* Prompt: Print out every entry that follows, exactly as written.

Data items:
------------------------------------------------------------------------

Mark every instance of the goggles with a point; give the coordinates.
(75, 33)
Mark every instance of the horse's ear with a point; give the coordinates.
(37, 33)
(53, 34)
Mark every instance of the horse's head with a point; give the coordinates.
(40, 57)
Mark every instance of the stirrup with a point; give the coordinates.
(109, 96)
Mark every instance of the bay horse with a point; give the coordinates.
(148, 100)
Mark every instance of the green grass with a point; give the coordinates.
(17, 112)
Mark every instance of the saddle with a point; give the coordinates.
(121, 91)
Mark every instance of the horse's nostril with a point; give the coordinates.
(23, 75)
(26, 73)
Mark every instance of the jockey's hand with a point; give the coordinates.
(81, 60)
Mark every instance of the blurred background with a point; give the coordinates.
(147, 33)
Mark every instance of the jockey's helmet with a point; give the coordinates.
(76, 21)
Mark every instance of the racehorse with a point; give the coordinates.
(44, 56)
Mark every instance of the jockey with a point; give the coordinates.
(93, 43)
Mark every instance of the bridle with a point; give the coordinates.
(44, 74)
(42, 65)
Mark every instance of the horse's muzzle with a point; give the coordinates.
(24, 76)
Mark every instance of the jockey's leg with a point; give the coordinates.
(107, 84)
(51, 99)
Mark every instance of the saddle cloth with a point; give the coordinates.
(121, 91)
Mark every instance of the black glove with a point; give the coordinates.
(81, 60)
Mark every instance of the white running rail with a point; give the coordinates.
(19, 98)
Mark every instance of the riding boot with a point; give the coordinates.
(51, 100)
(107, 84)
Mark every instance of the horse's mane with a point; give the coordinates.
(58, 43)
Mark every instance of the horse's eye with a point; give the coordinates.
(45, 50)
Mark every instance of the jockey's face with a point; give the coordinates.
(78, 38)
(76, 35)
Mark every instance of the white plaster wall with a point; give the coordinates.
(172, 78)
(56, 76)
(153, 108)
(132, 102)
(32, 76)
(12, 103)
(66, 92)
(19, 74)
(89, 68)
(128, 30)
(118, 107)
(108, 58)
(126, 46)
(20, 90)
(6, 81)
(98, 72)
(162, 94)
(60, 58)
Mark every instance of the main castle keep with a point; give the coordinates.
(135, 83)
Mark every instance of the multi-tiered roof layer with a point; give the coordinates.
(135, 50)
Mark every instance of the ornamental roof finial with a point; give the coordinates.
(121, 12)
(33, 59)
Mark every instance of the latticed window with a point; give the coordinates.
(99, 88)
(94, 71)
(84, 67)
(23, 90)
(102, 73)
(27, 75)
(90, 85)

------------------------------------------------------------------------

* Task answer:
Mark every instance of the goggles with a point; give the coordinates.
(75, 33)
Mark every instance of the horse's ear with a point; give the coordinates.
(37, 33)
(53, 34)
Mark every instance of the horse's head with a point; give the coordinates.
(40, 57)
Mark every instance of the stirrup with a point; give the coordinates.
(109, 96)
Mark every instance of the bay horse with a point; give the coordinates.
(148, 100)
Mark every instance of the green grass with a point; give the coordinates.
(17, 112)
Mark every instance of the saddle with a point; give the coordinates.
(121, 91)
Mark every instance of the horse's nostril with a point; give the coordinates.
(23, 75)
(26, 73)
Mark every instance of the jockey's hand with a point; give the coordinates.
(81, 60)
Mark every instance of the blurred background with a point; give the coordinates.
(147, 33)
Mark every instance of the jockey's helmet with a point; give the coordinates.
(76, 21)
Mark every instance of the racehorse with a point; give the coordinates.
(44, 56)
Mark every instance of the jockey with a point; give the coordinates.
(93, 43)
Mark every instance of the bridle with a point; give the coordinates.
(44, 74)
(42, 65)
Mark every instance of the horse's muzzle with a point; give the coordinates.
(24, 76)
Mark every instance of the jockey's leg with a point; give the coordinates.
(107, 84)
(51, 99)
Mark every instance of the saddle cloth with a point; give the coordinates.
(121, 91)
Mark every instance of the black glove with a point; give the coordinates.
(81, 60)
Mark every instance of the white running rail with a point; give the coordinates.
(19, 98)
Mark every instance of the riding boot with a point; give the coordinates.
(51, 100)
(107, 84)
Mark every instance of the horse's mane with a point; give the coordinates.
(58, 43)
Mark every instance of the horse's eye with a point; give the coordinates.
(45, 50)
Mark every instance of the jockey's face with a point; give the coordinates.
(78, 38)
(76, 35)
Mark every instance of the white plaster wall with a point; give the coordinates.
(172, 78)
(56, 76)
(153, 108)
(132, 102)
(32, 76)
(12, 103)
(66, 92)
(19, 74)
(89, 68)
(128, 30)
(118, 107)
(108, 58)
(126, 46)
(20, 90)
(6, 81)
(98, 72)
(162, 94)
(60, 58)
Mark every instance of the main castle keep with a point; give the coordinates.
(135, 83)
Mark every instance of the multi-tiered roof layer with a point; give the coordinates.
(135, 50)
Mark every instance of the ornamental roof finial with a point; give the coordinates.
(121, 12)
(33, 59)
Mark every instance of the latticed window with a point; give the coordinates.
(99, 88)
(94, 71)
(84, 67)
(23, 90)
(102, 73)
(27, 75)
(90, 85)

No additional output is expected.